Your task:
Your task is to reproduce exactly the lines from the line with "Could you point to the snow in" through the end of the records below.

START Supplied material

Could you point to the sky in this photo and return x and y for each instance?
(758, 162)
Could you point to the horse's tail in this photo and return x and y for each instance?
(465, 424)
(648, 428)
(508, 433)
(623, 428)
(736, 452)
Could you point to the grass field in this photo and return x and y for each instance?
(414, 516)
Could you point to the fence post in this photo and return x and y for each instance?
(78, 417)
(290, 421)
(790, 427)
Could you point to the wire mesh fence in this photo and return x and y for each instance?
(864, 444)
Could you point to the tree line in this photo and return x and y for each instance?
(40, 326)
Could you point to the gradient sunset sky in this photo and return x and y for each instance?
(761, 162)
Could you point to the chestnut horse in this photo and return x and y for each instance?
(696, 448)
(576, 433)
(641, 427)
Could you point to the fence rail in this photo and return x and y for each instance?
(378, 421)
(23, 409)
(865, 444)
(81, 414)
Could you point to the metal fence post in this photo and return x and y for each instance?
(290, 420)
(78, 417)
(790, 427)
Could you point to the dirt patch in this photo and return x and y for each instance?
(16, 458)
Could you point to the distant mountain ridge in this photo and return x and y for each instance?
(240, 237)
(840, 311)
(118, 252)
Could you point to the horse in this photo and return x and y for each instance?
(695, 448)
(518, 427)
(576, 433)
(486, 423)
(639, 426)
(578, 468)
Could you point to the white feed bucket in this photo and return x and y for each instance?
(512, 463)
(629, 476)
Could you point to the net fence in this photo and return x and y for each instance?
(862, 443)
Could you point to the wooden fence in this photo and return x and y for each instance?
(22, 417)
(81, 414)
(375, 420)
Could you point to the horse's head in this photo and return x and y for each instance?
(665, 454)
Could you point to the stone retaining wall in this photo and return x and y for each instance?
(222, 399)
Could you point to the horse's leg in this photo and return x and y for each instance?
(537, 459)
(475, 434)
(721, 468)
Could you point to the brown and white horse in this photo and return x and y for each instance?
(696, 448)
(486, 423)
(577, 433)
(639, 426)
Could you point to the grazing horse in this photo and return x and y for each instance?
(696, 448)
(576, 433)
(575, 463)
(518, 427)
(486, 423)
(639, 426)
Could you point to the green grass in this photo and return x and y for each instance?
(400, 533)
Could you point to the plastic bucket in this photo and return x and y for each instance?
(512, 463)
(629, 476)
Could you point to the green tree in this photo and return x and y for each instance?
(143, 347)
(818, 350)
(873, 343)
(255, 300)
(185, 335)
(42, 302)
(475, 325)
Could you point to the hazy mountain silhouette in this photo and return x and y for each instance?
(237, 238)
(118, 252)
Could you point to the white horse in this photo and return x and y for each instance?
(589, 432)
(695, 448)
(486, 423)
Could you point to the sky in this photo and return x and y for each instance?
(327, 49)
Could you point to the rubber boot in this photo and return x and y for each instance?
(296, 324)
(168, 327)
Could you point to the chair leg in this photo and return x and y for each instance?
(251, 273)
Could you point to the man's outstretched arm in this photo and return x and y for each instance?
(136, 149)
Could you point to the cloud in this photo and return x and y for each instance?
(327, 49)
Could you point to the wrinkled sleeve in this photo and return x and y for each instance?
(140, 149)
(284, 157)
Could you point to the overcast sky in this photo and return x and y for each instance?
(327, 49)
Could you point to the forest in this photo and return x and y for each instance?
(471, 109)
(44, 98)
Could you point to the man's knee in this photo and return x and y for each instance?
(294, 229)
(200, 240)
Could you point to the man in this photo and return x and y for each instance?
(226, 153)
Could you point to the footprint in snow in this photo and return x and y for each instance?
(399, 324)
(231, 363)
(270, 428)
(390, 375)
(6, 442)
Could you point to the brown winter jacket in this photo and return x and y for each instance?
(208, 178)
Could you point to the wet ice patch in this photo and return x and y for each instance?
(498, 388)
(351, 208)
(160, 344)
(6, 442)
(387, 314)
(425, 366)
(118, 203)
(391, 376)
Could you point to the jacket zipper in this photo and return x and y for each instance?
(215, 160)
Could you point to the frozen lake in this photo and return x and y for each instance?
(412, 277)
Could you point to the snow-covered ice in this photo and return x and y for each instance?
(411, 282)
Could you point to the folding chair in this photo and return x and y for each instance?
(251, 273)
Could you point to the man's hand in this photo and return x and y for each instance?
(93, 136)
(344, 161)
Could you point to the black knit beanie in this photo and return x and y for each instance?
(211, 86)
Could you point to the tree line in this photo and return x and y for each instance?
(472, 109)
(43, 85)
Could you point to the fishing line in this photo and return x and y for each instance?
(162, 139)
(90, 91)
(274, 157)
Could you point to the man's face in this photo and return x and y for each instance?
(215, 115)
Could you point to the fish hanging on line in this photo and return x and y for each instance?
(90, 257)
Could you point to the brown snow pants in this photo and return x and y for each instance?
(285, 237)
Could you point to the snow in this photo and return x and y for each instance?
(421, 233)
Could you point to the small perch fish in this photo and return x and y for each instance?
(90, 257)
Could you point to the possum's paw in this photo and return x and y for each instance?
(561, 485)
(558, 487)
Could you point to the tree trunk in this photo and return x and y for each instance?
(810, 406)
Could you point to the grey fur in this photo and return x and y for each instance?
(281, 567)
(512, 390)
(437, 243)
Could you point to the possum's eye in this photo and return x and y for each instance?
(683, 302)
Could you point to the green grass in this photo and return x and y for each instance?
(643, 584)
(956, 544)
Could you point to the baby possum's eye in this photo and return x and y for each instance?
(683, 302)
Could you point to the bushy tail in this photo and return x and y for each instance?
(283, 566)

END Supplied material

Solved exercise:
Could you point to the snow in this photo and return x and y for each instance?
(421, 233)
Could you point to the small perch fish in this photo and return x and y for each instance?
(90, 257)
Could you point to the possum's paw in this photo and return x and y for each instance?
(561, 485)
(558, 487)
Could you point to the tree trunk in this photo and return x and y for each instance?
(810, 406)
Could you point to the grey fur in this photo and return x and y for each instance?
(281, 567)
(512, 390)
(437, 243)
Could you point to the possum's eye in this photo and return x and y for each instance?
(683, 302)
Could you point to the green grass in this photo and return x and y for each instance?
(643, 584)
(956, 544)
Could you point to the baby possum's eye in this photo and return x and y for each instance?
(683, 302)
Could you point to the bushy tail in this photo and return x and y for each instance?
(283, 566)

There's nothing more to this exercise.